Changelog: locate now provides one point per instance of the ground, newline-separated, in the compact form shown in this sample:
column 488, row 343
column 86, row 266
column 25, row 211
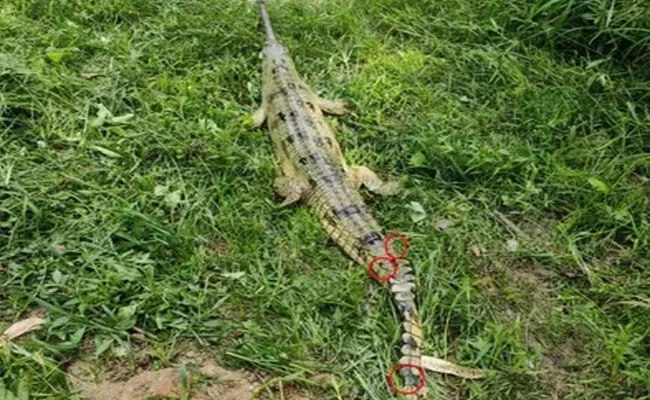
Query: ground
column 137, row 213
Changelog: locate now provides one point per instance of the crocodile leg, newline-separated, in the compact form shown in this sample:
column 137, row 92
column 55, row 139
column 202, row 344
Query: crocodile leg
column 364, row 176
column 335, row 107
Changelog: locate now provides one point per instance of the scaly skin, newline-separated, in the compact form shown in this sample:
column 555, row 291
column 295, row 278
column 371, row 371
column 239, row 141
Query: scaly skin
column 315, row 172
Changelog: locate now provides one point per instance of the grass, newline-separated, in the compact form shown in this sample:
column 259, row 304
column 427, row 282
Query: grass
column 135, row 197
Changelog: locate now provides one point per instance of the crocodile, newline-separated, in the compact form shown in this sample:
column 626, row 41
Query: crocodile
column 314, row 171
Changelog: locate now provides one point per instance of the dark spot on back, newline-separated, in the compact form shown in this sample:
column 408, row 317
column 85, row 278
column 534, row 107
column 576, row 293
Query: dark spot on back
column 346, row 211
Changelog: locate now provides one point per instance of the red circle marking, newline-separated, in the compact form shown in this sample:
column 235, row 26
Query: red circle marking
column 374, row 275
column 391, row 375
column 389, row 239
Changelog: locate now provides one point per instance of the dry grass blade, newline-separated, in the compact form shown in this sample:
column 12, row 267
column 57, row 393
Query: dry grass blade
column 20, row 328
column 445, row 367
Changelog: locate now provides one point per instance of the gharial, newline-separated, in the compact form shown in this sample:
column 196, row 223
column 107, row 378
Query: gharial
column 314, row 171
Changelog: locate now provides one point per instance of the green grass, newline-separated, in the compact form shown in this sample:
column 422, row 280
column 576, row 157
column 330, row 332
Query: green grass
column 134, row 194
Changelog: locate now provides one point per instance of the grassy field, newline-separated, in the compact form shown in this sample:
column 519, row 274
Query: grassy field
column 135, row 196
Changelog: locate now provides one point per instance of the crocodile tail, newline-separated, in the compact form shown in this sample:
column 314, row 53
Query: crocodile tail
column 403, row 288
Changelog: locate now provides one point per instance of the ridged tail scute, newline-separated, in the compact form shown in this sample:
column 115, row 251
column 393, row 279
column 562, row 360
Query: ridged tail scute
column 403, row 288
column 270, row 37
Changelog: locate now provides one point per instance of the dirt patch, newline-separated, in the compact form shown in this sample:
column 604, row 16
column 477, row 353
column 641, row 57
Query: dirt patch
column 202, row 379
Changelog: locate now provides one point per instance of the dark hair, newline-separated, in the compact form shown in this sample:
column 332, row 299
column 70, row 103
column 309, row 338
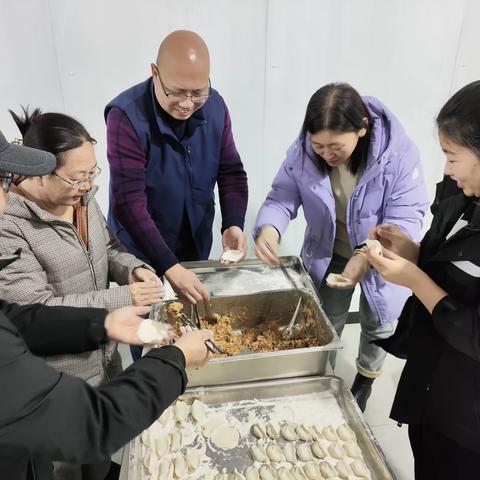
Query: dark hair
column 459, row 118
column 53, row 132
column 340, row 108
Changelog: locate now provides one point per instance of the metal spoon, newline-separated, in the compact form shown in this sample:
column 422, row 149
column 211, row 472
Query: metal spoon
column 288, row 330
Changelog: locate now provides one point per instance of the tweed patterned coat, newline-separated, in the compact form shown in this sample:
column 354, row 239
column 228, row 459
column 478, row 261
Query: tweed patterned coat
column 55, row 268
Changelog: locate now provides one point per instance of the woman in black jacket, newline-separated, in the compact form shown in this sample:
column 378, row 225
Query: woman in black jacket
column 46, row 415
column 439, row 330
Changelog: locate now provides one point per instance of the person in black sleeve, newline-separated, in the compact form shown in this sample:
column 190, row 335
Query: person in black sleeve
column 46, row 415
column 438, row 333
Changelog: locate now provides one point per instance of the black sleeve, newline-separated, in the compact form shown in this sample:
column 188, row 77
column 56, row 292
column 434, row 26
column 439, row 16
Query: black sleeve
column 459, row 325
column 57, row 330
column 50, row 415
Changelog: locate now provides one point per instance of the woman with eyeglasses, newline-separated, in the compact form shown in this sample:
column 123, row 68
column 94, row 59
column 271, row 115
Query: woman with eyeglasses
column 351, row 167
column 68, row 255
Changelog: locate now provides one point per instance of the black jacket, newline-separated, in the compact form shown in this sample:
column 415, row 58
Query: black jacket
column 440, row 384
column 47, row 415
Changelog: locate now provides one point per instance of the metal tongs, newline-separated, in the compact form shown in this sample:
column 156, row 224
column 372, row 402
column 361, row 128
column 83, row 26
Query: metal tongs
column 210, row 344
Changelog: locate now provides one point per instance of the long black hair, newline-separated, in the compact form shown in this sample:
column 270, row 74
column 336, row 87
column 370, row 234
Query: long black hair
column 340, row 108
column 459, row 118
column 53, row 132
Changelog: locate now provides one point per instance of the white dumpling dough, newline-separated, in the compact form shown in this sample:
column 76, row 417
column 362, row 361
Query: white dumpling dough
column 151, row 331
column 232, row 255
column 375, row 245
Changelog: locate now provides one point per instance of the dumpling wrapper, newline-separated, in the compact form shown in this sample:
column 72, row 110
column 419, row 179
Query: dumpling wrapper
column 375, row 245
column 338, row 280
column 232, row 256
column 151, row 331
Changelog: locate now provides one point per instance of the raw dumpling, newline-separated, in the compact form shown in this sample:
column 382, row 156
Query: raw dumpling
column 318, row 450
column 338, row 280
column 162, row 444
column 316, row 432
column 175, row 441
column 251, row 473
column 290, row 452
column 180, row 411
column 275, row 453
column 304, row 452
column 146, row 438
column 165, row 416
column 150, row 462
column 298, row 473
column 284, row 474
column 225, row 437
column 258, row 429
column 304, row 433
column 311, row 471
column 353, row 450
column 360, row 469
column 329, row 434
column 336, row 451
column 288, row 432
column 267, row 473
column 272, row 431
column 221, row 476
column 180, row 465
column 343, row 469
column 199, row 411
column 165, row 470
column 345, row 433
column 235, row 476
column 259, row 454
column 151, row 331
column 327, row 470
column 193, row 457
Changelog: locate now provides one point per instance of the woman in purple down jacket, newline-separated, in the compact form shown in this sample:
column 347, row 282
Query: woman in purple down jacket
column 351, row 168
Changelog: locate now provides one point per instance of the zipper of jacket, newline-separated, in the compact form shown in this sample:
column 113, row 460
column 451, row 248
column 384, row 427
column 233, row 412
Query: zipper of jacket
column 92, row 271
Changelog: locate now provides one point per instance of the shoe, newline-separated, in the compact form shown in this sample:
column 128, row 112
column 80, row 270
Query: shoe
column 361, row 390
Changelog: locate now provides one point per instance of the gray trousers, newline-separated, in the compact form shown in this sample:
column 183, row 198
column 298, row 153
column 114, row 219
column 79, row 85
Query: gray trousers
column 336, row 304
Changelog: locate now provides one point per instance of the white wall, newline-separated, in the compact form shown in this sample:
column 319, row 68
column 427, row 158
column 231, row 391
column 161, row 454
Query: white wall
column 268, row 57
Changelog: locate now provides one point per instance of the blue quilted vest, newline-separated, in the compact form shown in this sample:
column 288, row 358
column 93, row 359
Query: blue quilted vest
column 180, row 175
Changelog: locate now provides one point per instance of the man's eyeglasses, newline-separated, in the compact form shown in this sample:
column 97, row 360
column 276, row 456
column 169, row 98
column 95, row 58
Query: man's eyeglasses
column 7, row 180
column 181, row 97
column 78, row 184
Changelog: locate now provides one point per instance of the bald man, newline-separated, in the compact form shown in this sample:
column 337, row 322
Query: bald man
column 169, row 142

--------------------------------------------------

To be done:
Quote the entries in full. Any image among them is to be omitted from the copy.

Result:
Changelog: locate now provides one point per instance of the ground, newline-separated, in the compact form shown in this sample:
column 488, row 343
column 86, row 266
column 25, row 211
Query: ground
column 137, row 213
Changelog: locate now provides one point per instance of the crocodile leg, newline-separated, in the compact form shown in this sample:
column 137, row 92
column 55, row 139
column 202, row 344
Query: crocodile leg
column 364, row 176
column 335, row 107
Changelog: locate now provides one point per instance of the scaly skin, newline-separated, in the compact form shown in this sample:
column 555, row 291
column 295, row 278
column 371, row 371
column 239, row 141
Query: scaly skin
column 315, row 172
Changelog: locate now provides one point per instance of the grass, newline-separated, in the compact form shown in this sample:
column 259, row 304
column 427, row 282
Query: grass
column 135, row 197
Changelog: locate now provides one point per instance of the crocodile, newline-separated, in the compact form shown in this sample:
column 626, row 41
Query: crocodile
column 314, row 171
Changelog: locate now provides one point per instance of the dark spot on back, newline-separated, in the compact form shown in this sample:
column 408, row 317
column 85, row 278
column 534, row 107
column 576, row 293
Query: dark spot on back
column 346, row 211
Changelog: locate now provides one point per instance of the red circle marking, newline-separated, in the compact form shown in this sample:
column 235, row 26
Query: red circle marking
column 374, row 275
column 391, row 375
column 389, row 239
Changelog: locate now provides one point per instance of the dry grass blade, newline-separated, in the compact form shown in this sample:
column 12, row 267
column 57, row 393
Query: dry grass blade
column 20, row 328
column 445, row 367
Changelog: locate now provides one point per instance of the gharial, newline-separated, in the compact form shown in this sample:
column 196, row 223
column 107, row 378
Query: gharial
column 314, row 171
Changelog: locate now provides one point per instance of the green grass, newline-separated, in the compact form shown in this sample:
column 422, row 280
column 576, row 157
column 330, row 332
Query: green grass
column 134, row 194
Changelog: locate now provides one point per instance of the grassy field, newline-separated, in the compact form shown in this sample:
column 519, row 274
Query: grassy field
column 135, row 196
Changelog: locate now provides one point per instance of the crocodile tail, newline-separated, in the compact form shown in this sample:
column 314, row 53
Query: crocodile tail
column 403, row 288
Changelog: locate now provides one point per instance of the ridged tail scute, newline-separated, in the compact form shown in this sample:
column 115, row 251
column 393, row 279
column 562, row 360
Query: ridged tail scute
column 403, row 288
column 270, row 37
Changelog: locate now provides one point per instance of the dirt patch, newline-separated, in the compact form shown in this sample:
column 604, row 16
column 477, row 353
column 641, row 57
Query: dirt patch
column 202, row 379
Changelog: locate now provides one point per instance of the dark hair, newline-separated, in the compact form shown in this sample:
column 332, row 299
column 70, row 103
column 309, row 338
Query: dark hair
column 459, row 118
column 53, row 132
column 340, row 108
Changelog: locate now provides one point per instance of the metal spoon, newline-separated, in the compact form shown in this sample:
column 422, row 149
column 211, row 472
Query: metal spoon
column 288, row 330
Changelog: locate now provides one point per instance of the tweed patterned coat, newline-separated, in the compact form shown in this sample:
column 354, row 239
column 228, row 459
column 478, row 261
Query: tweed patterned coat
column 55, row 268
Changelog: locate now provides one point per instance of the woman in black jacket, newline-separated, in the compact form shown in this sample:
column 378, row 225
Query: woman in black jacket
column 46, row 415
column 439, row 330
Changelog: locate now provides one point per instance of the person in black sleeve, newline-separated, in the compact form shown in this sample:
column 190, row 335
Query: person in black sleeve
column 46, row 415
column 438, row 333
Changelog: locate now provides one point per instance of the black sleeve, newline-separated, in the compact form shown in this sample:
column 188, row 77
column 56, row 292
column 434, row 26
column 439, row 16
Query: black sleeve
column 459, row 325
column 57, row 330
column 50, row 415
Changelog: locate now provides one point per instance of the woman with eyeglasses, newline-separated, in the compact form shown in this sample:
column 123, row 68
column 94, row 59
column 271, row 115
Query: woman with eyeglasses
column 351, row 167
column 68, row 255
Changelog: locate now provides one point per instance of the black jacket, newline-separated, in the compact form shown in this sample:
column 415, row 58
Query: black jacket
column 440, row 384
column 47, row 415
Changelog: locate now provides one point per instance of the metal tongs, newline-separated, in the compact form shown in this sample:
column 156, row 224
column 372, row 402
column 361, row 128
column 83, row 26
Query: metal tongs
column 210, row 344
Changelog: locate now provides one point per instance of the long black hair, newline-separated, in the compact form shown in this sample:
column 270, row 74
column 336, row 87
column 370, row 234
Query: long black hair
column 340, row 108
column 459, row 118
column 53, row 132
Changelog: locate now provides one point per instance of the white dumpling dough, newline-separated, in the compact form shown in this sample:
column 76, row 417
column 362, row 361
Query: white dumpling dough
column 151, row 331
column 232, row 255
column 375, row 245
Changelog: locate now provides one point per instance of the dumpling wrapper, newline-separated, in the compact form shown in this sample:
column 72, row 110
column 419, row 179
Query: dumpling wrapper
column 375, row 245
column 338, row 280
column 232, row 256
column 151, row 331
Changelog: locate now provides one point per instance of the raw dumpling, newline-separated, in the compact form shown in this sample:
column 382, row 156
Query: raw dumpling
column 318, row 450
column 338, row 280
column 162, row 444
column 316, row 432
column 175, row 441
column 251, row 473
column 290, row 452
column 180, row 411
column 275, row 453
column 304, row 452
column 146, row 438
column 165, row 416
column 150, row 462
column 298, row 473
column 284, row 474
column 225, row 437
column 258, row 429
column 304, row 433
column 311, row 471
column 353, row 450
column 360, row 469
column 329, row 434
column 336, row 451
column 288, row 432
column 267, row 473
column 272, row 431
column 221, row 476
column 180, row 465
column 343, row 469
column 199, row 411
column 165, row 470
column 345, row 433
column 235, row 476
column 259, row 454
column 151, row 331
column 327, row 470
column 193, row 457
Changelog: locate now provides one point per instance of the woman in purple down jacket, newline-separated, in the compact form shown in this sample:
column 347, row 282
Query: woman in purple down jacket
column 351, row 168
Changelog: locate now provides one point per instance of the zipper of jacket, newline-separated, in the compact form shown in this sample:
column 113, row 460
column 451, row 248
column 384, row 427
column 233, row 412
Query: zipper of jacket
column 92, row 271
Changelog: locate now provides one point per instance of the shoe, newline-separated, in the compact form shown in this sample:
column 128, row 112
column 80, row 270
Query: shoe
column 361, row 390
Changelog: locate now provides one point per instance of the gray trousers, newline-separated, in the compact form shown in this sample:
column 183, row 198
column 298, row 153
column 114, row 219
column 79, row 85
Query: gray trousers
column 336, row 304
Changelog: locate now provides one point per instance of the white wall, newline-separated, in the compact form shown in this sample:
column 319, row 68
column 427, row 158
column 231, row 391
column 161, row 454
Query: white wall
column 268, row 57
Changelog: locate now provides one point per instance of the blue quilted vest, newline-separated, in the compact form shown in this sample:
column 288, row 358
column 93, row 359
Query: blue quilted vest
column 180, row 175
Changelog: locate now provides one point per instance of the man's eyeglasses, newline-separated, in the compact form shown in this sample:
column 97, row 360
column 276, row 456
column 169, row 98
column 95, row 58
Query: man's eyeglasses
column 7, row 180
column 181, row 97
column 78, row 184
Changelog: locate now provides one point per instance of the bald man, newline-separated, in the compact form shown in this sample:
column 337, row 322
Query: bald man
column 169, row 142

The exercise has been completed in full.